▶ [Consigne A] Transcrivez fidèlement le passage du texte sur le livre consacré à RBO, depuis « Comme le souligne » jusqu'à « qu'on nomme l'autobiographie. ».

▶ [Texte source]
================================
Longpré, qui a pris le relais du projet que j'ai sacré là le 29 décembre 2007 (à 17 h 31), n'a pas eu accès aux membres de RBO. Tel que prévu, ceux-là ont préféré garder leurs meilleures anecdotes pour leur future autobiographie.
Comme le souligne Longpré en conclusion de son livre, "l'appellation politburo va à RBO comme un gant: le groupe travaille dans une farouche autarcie, et l'information qu'il laisse circuler doit forcément emprunter ses canaux officiels".
Toujours est-il que Le Phénomène RBO souffre de l'absence du point de vue des personnages principaux. On l'oublie vite, cependant. Car Louis Longpré est parvenu à suer un ouvrage rempli d'analyses fines sur l'industrie de l'humour, sur l'impact de cet humour décapant sur la société québécoise, sur les jeux de coulisses dans l'univers de la télévision…
En somme, on trouve dans ce livre nombre de faits pertinents et d'intérêt public qu'on ne retrouve pas dans cette orchestration de souvenirs autocongratulatoires qu'on nomme l'autobiographie.
Au fond, je plains surtout RBO d'avoir refusé l'invitation à participer à cette étude résolument significative… les concernant.
Et je leur souhaite bonne chance avec leur autobiographie.
Plutôt d’accord dans l’ensemble, cependant j’ajouterais quelques bémols. S’il est vrai que pour des vedettes dont le succès s’est bâti autour d’une carrière qui n’avait rien de littéraire ou d’intellectuel, le risque de produire une autobiographie de piètre qualité pour les raisons que vous avez exposées est grand, en revanche pour d’autres célébrités issues davantage du monde littéraire ou intellectuel, l’exercice peut s’avérer très positif. Je pense entre autres aux mémoires de Simone de Beavoir, Pablo Neruda ou Pierre Vallières, dont la lecture m’a profondément séduit. Il est certain qu’il s’agit là de regards très subjectifs et que le résultat est très éloigné d’un véritable ouvrage biographique sérieux. Mais en revanche, on a droit à une introspection d’une richesse incomparable. En fait, je crois qu’il s’agit là de deux formes narratives tout à fait distinctes. Cependant, s’il est possible de produire des biographies de qualité d’à peu près n’importe quelle célébrité, ce n’est qu’une infime minorité qui est en mesure de produire des mémoires réussies. Mais lorsque certains y parviennent, on a alors droit à de véritables bijoux!
Je crois que les deux types peuvent co-exister, car ils se complètent d’une certaine manière. Le problème que vous soulevez est davantage dans le fait que le biographe non-autorisé n’a pas accès aux principaux intéressés, qui veulent garder les bouts croustillants pour leur version des faits.
En ce qui me concerne, je préfère un troisième type de biographie, celle qui est une compilation de morceaux d’entrevues avec les témoins directs, une sorte de documentaire « Talking Heads » sur papier, comme l’Anthologie des Beatles. Monty Python et Saturday Night Live ont aussi publié un ouvrage équivalent, que j’ai trouvés beaucoup plus instructifs que l’essai traditionnel ou l’auto-biographie standard.
Comme disait les French B. : il y a des gens qui sont critiques des vedettes et qui deviennent des vedettes de la critique.
================================
▶ [Données de l'exercice]
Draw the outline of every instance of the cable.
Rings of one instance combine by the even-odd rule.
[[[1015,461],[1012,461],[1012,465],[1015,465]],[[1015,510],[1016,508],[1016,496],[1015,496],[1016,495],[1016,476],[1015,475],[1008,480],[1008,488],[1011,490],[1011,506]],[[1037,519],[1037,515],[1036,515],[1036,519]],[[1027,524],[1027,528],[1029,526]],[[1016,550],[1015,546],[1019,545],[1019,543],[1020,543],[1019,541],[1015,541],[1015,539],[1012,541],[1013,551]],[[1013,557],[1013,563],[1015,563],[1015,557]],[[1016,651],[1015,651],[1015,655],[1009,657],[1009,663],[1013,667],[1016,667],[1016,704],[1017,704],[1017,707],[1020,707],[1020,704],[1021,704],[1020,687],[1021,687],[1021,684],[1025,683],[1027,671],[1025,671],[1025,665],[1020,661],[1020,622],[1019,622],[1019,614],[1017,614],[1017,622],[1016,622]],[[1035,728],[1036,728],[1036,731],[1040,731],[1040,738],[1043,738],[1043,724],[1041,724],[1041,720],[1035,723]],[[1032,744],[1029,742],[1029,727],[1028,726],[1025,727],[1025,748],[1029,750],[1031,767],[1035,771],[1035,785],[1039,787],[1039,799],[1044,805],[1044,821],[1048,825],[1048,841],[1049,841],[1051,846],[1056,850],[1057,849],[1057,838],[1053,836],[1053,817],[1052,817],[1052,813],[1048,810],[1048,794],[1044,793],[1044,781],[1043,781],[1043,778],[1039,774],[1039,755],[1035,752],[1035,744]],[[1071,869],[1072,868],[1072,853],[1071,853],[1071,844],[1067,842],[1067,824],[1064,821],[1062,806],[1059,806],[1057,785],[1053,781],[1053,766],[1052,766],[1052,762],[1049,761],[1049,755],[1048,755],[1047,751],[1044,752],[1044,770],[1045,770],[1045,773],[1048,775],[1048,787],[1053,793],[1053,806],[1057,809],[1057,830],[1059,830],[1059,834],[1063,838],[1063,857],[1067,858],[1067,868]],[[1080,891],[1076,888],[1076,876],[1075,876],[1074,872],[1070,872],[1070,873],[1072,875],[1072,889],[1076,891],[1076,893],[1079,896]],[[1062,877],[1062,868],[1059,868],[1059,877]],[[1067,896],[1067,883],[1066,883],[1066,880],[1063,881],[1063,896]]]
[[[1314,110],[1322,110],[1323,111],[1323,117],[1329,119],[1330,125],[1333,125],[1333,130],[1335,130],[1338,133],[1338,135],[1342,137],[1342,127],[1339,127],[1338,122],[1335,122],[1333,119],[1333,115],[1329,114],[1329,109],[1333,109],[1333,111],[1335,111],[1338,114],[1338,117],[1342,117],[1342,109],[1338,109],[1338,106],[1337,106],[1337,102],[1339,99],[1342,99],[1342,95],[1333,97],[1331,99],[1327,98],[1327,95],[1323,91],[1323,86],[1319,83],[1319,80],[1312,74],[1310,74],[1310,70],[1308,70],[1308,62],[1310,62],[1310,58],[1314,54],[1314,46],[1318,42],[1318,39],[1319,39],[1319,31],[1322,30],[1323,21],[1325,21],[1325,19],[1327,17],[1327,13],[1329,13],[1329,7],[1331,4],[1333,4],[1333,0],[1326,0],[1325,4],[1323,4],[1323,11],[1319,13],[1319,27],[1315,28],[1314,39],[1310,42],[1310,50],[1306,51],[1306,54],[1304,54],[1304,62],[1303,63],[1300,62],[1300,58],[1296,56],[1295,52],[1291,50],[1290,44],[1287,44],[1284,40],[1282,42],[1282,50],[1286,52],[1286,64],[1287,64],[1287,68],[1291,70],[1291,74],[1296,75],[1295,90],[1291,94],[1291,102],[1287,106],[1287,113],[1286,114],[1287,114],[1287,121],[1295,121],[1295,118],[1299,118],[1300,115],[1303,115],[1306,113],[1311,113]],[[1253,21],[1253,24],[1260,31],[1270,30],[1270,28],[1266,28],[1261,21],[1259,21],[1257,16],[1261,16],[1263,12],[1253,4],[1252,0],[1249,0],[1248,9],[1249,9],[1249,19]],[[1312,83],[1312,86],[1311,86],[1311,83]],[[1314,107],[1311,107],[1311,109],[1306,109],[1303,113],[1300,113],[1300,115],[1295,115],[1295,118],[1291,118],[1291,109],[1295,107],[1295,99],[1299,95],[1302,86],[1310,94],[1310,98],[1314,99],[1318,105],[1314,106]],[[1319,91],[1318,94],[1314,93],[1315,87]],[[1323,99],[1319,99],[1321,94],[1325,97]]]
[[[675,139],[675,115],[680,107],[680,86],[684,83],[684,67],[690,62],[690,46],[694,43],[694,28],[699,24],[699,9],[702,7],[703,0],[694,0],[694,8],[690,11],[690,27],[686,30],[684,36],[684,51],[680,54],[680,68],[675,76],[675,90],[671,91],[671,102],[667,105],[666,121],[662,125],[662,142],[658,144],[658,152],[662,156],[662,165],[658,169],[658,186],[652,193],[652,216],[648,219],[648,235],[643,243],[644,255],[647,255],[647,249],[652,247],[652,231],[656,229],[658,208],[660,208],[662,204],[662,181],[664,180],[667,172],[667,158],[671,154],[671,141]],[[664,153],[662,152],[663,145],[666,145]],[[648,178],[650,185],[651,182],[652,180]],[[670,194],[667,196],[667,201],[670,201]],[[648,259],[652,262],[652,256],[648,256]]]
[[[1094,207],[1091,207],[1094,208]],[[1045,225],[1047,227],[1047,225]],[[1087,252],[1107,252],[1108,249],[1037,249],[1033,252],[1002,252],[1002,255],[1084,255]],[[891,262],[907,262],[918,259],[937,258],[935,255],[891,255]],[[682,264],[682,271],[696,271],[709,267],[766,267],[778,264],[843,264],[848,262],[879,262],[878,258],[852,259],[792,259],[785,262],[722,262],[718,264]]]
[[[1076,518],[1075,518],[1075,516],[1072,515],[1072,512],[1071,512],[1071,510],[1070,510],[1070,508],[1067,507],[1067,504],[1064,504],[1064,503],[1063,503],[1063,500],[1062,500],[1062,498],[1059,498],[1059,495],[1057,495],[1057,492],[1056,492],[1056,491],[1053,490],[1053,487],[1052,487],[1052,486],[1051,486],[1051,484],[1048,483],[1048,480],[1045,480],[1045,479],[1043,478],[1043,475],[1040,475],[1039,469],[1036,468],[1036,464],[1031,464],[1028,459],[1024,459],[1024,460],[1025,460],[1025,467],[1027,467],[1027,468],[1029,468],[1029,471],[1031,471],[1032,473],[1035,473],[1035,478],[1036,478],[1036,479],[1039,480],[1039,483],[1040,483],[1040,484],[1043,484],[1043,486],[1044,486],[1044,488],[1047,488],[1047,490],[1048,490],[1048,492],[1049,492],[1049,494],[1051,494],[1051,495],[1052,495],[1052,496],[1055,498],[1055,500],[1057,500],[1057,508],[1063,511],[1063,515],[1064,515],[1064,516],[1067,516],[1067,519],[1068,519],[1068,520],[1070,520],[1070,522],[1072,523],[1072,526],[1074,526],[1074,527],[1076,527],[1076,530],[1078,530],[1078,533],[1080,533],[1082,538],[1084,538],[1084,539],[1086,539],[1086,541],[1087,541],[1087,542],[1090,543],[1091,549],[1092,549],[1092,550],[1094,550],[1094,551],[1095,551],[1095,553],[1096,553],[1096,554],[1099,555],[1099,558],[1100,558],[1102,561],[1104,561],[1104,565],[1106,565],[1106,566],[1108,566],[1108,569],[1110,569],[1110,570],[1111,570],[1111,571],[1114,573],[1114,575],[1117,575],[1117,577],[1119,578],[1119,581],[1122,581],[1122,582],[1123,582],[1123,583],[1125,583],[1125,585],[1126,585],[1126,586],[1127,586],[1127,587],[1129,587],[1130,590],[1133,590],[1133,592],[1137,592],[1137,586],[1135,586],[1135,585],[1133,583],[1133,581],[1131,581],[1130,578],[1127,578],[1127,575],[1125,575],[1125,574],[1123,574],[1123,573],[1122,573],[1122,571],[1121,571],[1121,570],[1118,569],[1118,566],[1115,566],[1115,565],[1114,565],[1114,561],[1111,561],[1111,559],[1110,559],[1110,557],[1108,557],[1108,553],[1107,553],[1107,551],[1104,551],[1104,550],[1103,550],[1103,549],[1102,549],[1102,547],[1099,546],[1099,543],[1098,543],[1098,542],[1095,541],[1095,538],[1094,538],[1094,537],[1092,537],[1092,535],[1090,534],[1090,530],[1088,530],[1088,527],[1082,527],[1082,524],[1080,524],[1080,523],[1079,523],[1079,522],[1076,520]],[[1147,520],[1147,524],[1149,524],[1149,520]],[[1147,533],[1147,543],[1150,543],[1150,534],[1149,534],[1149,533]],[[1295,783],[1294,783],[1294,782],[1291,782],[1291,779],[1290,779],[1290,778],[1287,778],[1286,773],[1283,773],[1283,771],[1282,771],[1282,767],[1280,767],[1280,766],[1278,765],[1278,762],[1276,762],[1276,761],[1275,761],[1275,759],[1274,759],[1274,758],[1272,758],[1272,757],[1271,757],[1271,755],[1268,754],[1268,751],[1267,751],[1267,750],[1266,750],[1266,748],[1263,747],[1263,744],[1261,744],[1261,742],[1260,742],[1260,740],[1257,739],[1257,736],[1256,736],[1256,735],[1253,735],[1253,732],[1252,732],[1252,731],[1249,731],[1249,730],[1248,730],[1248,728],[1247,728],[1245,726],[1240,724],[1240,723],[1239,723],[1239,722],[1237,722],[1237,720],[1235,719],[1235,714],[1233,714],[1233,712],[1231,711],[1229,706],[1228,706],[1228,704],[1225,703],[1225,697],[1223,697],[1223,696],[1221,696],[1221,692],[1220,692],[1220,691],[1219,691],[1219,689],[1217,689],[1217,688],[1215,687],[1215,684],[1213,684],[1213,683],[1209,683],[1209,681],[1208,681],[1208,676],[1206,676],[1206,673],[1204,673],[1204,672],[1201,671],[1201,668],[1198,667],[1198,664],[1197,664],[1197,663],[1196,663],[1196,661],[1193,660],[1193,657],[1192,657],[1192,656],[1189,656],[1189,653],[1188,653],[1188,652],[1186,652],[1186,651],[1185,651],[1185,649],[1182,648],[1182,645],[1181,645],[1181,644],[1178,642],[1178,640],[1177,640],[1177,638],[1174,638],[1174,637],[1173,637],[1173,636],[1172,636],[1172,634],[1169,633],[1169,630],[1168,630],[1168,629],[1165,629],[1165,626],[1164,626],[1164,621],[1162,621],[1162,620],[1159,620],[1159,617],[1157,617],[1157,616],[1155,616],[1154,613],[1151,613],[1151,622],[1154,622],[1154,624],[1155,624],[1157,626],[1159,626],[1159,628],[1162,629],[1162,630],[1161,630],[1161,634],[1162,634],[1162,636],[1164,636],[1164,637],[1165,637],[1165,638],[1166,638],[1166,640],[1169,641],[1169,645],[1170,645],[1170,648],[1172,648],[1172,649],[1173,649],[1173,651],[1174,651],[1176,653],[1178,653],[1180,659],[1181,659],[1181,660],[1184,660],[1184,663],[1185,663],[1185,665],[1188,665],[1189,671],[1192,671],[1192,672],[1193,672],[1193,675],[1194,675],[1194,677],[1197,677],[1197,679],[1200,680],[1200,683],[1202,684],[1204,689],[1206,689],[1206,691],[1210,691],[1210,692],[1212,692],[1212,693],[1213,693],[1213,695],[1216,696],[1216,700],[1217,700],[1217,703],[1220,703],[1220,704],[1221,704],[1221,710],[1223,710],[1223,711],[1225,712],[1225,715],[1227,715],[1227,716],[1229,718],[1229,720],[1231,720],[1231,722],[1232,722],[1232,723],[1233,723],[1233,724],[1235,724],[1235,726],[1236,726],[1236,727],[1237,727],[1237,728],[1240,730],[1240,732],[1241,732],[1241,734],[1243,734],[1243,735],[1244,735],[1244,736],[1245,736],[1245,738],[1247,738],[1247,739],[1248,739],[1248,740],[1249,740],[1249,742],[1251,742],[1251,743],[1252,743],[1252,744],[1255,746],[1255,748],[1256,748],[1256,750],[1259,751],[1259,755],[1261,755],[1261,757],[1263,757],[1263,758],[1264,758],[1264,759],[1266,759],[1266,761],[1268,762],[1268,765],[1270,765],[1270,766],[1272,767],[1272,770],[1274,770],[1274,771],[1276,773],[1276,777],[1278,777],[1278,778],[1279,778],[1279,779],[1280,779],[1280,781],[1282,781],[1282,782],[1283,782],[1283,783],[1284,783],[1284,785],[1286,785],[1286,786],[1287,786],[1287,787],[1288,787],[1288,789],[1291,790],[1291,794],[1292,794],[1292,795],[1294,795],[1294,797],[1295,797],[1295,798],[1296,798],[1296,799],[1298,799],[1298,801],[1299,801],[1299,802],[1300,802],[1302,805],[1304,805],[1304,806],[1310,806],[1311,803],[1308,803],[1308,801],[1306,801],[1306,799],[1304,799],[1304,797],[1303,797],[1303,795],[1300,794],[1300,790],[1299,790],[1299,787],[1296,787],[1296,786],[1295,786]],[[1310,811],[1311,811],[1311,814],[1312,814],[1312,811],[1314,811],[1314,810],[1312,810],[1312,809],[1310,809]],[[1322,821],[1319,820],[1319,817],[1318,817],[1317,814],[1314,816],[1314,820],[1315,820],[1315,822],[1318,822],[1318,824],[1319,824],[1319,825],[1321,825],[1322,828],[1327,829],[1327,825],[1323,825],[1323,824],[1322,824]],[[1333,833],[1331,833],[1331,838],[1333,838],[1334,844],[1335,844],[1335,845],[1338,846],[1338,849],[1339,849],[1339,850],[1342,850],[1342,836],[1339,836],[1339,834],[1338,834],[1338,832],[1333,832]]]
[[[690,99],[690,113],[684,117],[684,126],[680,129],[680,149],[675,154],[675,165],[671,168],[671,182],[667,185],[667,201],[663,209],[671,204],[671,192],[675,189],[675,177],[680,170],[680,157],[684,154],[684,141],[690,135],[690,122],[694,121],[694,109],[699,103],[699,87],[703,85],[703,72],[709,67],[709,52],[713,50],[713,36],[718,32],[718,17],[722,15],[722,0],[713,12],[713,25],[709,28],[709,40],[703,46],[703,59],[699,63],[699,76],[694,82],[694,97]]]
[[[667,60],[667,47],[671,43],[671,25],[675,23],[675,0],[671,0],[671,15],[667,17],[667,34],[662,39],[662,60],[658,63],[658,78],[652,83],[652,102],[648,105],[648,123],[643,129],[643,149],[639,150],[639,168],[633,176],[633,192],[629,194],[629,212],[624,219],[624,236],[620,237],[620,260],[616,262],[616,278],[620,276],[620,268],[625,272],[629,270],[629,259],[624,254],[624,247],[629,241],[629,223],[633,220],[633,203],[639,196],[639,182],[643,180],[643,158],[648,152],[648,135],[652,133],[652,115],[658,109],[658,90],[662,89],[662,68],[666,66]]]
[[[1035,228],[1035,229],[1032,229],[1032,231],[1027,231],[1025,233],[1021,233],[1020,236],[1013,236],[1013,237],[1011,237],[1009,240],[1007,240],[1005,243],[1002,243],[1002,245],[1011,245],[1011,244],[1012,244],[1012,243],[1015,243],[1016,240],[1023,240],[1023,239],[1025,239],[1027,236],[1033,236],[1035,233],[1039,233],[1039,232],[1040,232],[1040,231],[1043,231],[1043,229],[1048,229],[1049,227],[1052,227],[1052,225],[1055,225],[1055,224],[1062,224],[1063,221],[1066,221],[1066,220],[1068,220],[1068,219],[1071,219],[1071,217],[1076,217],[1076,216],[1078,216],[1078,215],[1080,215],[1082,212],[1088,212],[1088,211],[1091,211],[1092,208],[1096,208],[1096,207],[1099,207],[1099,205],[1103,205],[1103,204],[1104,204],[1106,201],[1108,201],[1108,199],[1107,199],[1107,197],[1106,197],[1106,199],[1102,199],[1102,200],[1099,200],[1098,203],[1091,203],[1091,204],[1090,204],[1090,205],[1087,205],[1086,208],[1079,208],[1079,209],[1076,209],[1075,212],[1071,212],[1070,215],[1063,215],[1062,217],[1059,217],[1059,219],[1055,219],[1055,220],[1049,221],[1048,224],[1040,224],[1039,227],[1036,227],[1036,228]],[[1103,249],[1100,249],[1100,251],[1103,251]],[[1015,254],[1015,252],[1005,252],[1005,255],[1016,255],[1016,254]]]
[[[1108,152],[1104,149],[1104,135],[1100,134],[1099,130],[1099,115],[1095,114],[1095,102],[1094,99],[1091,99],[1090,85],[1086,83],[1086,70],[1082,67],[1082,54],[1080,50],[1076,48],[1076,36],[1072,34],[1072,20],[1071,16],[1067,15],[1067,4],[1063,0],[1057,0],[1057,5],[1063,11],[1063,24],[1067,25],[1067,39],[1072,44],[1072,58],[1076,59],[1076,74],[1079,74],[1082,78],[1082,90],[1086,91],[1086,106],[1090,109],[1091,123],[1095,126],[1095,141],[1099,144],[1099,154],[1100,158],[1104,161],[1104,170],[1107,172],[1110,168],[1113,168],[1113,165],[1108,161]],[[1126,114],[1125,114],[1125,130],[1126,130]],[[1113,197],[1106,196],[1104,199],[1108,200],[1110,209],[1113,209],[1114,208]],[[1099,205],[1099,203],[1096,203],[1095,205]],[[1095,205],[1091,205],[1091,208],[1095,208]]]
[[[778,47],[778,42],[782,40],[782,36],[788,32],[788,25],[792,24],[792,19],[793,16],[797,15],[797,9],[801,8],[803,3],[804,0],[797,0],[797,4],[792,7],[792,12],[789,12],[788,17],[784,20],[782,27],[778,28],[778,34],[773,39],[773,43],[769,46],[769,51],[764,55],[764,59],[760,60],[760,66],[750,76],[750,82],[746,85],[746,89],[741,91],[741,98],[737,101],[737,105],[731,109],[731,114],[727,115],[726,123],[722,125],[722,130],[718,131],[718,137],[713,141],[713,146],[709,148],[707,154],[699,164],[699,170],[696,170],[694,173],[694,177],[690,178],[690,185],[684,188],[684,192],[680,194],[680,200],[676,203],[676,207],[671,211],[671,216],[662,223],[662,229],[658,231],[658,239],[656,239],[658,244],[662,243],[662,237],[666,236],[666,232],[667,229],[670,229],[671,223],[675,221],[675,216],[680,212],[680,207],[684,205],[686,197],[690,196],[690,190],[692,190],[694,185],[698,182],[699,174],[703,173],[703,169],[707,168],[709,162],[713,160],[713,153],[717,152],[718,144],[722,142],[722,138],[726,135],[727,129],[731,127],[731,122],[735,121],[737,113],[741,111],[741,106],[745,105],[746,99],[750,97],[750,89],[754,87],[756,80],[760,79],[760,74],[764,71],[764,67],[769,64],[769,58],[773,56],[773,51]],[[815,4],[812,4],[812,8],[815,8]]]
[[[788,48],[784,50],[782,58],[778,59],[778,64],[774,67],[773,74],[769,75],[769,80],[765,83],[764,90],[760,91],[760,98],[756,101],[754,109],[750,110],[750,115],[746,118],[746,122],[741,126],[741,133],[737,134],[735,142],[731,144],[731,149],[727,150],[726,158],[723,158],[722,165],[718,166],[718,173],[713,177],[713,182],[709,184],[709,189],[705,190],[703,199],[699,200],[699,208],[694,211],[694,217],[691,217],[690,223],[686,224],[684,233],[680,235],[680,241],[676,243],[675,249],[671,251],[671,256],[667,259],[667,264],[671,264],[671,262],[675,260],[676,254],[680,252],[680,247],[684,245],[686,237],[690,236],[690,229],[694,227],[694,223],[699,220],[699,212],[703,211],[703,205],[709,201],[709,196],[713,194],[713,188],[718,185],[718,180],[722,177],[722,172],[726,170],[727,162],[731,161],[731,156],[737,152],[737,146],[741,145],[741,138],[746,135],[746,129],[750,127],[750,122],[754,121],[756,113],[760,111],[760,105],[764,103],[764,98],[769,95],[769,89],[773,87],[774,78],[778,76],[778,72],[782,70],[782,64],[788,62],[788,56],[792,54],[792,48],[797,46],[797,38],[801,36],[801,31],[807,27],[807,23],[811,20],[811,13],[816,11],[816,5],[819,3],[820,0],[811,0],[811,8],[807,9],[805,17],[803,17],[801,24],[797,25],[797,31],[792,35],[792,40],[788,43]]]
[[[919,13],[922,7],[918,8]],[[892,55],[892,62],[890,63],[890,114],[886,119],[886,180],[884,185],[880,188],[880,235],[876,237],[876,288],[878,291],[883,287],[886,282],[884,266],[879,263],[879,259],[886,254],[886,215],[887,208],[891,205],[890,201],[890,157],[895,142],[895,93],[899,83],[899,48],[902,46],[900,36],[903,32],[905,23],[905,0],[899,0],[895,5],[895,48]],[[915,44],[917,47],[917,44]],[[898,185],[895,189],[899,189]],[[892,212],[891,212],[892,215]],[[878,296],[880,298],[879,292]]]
================================
▶ [Consigne B] Reproduisez mot pour mot tout ce qui va du début des lignes de données jusqu'à la ligne contenant « Rings of one », celle-ci comprise.

▶ [Résultat attendu A]
Comme le souligne Longpré en conclusion de son livre, "l'appellation politburo va à RBO comme un gant: le groupe travaille dans une farouche autarcie, et l'information qu'il laisse circuler doit forcément emprunter ses canaux officiels".
Toujours est-il que Le Phénomène RBO souffre de l'absence du point de vue des personnages principaux. On l'oublie vite, cependant. Car Louis Longpré est parvenu à suer un ouvrage rempli d'analyses fines sur l'industrie de l'humour, sur l'impact de cet humour décapant sur la société québécoise, sur les jeux de coulisses dans l'univers de la télévision…
En somme, on trouve dans ce livre nombre de faits pertinents et d'intérêt public qu'on ne retrouve pas dans cette orchestration de souvenirs autocongratulatoires qu'on nomme l'autobiographie.

▶ [Résultat attendu B]
Draw the outline of every instance of the cable.
Rings of one instance combine by the even-odd rule.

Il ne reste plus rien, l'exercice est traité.